### What to do
List each line of the entries below that contains the word "house". Match case exactly.
▼
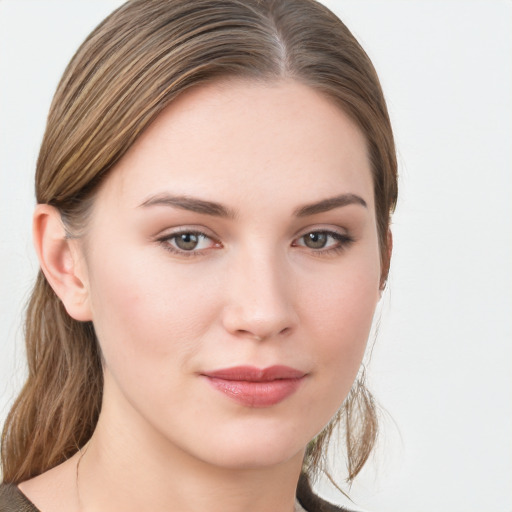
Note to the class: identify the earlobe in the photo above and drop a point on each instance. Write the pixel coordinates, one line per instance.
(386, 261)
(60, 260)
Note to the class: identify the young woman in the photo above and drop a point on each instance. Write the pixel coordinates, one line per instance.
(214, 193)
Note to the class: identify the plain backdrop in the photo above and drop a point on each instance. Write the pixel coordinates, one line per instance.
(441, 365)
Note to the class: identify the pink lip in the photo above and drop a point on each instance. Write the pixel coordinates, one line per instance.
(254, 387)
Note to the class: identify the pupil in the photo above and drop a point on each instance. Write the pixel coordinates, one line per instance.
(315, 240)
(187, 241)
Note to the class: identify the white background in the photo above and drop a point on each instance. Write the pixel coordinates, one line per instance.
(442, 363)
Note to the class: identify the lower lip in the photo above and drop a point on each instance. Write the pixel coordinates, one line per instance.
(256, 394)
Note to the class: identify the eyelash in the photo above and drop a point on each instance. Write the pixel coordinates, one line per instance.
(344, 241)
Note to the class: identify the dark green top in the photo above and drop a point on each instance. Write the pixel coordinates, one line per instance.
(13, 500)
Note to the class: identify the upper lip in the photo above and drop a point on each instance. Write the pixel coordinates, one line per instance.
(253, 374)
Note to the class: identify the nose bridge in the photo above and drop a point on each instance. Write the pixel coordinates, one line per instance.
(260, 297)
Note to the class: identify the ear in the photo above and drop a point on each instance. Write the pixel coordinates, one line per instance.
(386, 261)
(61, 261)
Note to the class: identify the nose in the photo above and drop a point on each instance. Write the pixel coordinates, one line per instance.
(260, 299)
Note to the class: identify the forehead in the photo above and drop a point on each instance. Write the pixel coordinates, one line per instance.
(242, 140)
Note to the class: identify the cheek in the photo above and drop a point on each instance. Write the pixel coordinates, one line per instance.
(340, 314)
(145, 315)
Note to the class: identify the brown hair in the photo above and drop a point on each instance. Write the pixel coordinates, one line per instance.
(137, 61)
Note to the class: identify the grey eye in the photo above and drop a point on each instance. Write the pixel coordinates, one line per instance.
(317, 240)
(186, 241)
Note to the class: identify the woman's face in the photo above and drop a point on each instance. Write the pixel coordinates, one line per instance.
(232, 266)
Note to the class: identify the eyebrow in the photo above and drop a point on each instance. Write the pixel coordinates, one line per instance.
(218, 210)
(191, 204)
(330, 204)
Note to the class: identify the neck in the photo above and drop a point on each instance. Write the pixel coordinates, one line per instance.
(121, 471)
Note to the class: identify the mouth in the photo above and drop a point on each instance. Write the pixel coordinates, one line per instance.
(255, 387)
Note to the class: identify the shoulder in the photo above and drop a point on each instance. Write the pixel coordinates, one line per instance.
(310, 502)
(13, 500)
▲
▼
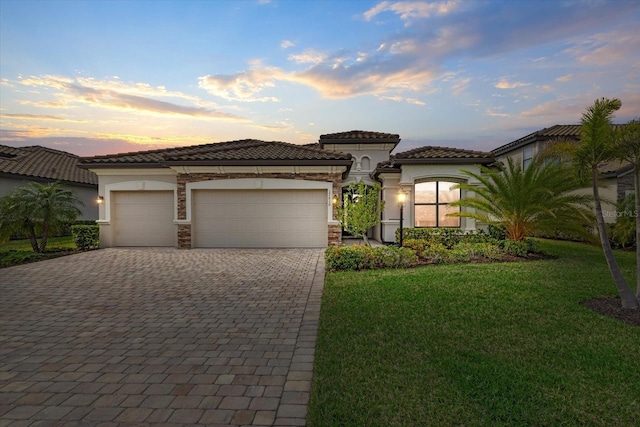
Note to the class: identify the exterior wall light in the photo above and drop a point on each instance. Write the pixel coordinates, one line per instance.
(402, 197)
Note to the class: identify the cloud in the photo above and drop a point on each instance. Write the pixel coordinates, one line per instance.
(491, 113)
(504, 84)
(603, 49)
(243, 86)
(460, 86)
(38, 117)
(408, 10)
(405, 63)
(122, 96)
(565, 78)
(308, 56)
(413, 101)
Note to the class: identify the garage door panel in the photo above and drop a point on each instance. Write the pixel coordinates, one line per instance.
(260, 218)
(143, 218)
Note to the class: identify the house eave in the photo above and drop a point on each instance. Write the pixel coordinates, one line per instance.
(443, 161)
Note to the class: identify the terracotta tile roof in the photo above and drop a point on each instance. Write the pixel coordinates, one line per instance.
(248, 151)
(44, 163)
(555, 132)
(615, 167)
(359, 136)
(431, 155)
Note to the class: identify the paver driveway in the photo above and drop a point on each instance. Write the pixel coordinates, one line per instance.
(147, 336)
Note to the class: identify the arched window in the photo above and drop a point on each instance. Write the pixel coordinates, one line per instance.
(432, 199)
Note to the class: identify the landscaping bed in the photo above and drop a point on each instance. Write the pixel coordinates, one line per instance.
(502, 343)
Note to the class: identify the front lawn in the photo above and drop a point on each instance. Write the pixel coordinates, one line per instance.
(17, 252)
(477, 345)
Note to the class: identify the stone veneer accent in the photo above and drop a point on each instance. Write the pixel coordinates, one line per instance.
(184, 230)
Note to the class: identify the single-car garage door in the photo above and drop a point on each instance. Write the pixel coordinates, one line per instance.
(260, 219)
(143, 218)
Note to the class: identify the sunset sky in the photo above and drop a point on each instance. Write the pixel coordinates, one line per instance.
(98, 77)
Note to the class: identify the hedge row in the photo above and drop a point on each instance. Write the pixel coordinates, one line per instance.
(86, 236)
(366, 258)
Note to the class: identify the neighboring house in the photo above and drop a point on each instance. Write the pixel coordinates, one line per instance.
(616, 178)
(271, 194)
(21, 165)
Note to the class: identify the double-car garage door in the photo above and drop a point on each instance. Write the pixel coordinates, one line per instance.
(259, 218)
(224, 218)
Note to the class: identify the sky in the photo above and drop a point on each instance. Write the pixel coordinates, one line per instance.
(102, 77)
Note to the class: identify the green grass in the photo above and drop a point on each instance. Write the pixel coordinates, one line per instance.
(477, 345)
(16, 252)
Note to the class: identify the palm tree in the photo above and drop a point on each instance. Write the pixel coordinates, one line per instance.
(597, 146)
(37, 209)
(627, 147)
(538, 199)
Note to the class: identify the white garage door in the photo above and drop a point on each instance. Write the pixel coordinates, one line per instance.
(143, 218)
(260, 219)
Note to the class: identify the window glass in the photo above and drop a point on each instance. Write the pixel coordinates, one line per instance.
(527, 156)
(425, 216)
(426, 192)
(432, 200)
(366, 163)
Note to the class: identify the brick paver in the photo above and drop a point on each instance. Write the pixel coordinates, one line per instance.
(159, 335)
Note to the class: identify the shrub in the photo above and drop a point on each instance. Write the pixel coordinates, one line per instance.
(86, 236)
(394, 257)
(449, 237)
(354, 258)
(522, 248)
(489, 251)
▲
### Finished task
Note to the class: identify the house eave in the photo above and drop a point on each instance. Write the pixel coordinates, one line per instance.
Note to the class: identify the neighboring house in the photo above and drop a point on each instance. Write the pixel coordinates, one line per instance.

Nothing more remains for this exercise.